╭──

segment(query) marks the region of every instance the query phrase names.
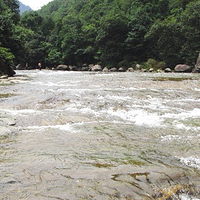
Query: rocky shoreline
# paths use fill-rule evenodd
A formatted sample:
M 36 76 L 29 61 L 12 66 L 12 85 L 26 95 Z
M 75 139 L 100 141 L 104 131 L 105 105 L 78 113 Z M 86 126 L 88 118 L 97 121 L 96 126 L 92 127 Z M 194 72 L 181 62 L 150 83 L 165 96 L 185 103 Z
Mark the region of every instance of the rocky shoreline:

╰──

■ **What you will do**
Exclude the pictures and repeat the entries word for word.

■ **Task output**
segment(query) marks the region of every instance the query phrase names.
Query: rocky shoreline
# paths use fill-rule evenodd
A formatted sample:
M 36 76 L 29 61 L 12 66 L 12 85 L 26 95 Z
M 75 139 L 100 141 L 104 131 L 105 105 L 78 113 Z M 86 126 L 88 118 L 97 121 L 96 126 L 92 127 Z M 194 72 L 181 62 L 150 83 L 165 96 L 185 103 Z
Mark the region of every instance of the rocky shoreline:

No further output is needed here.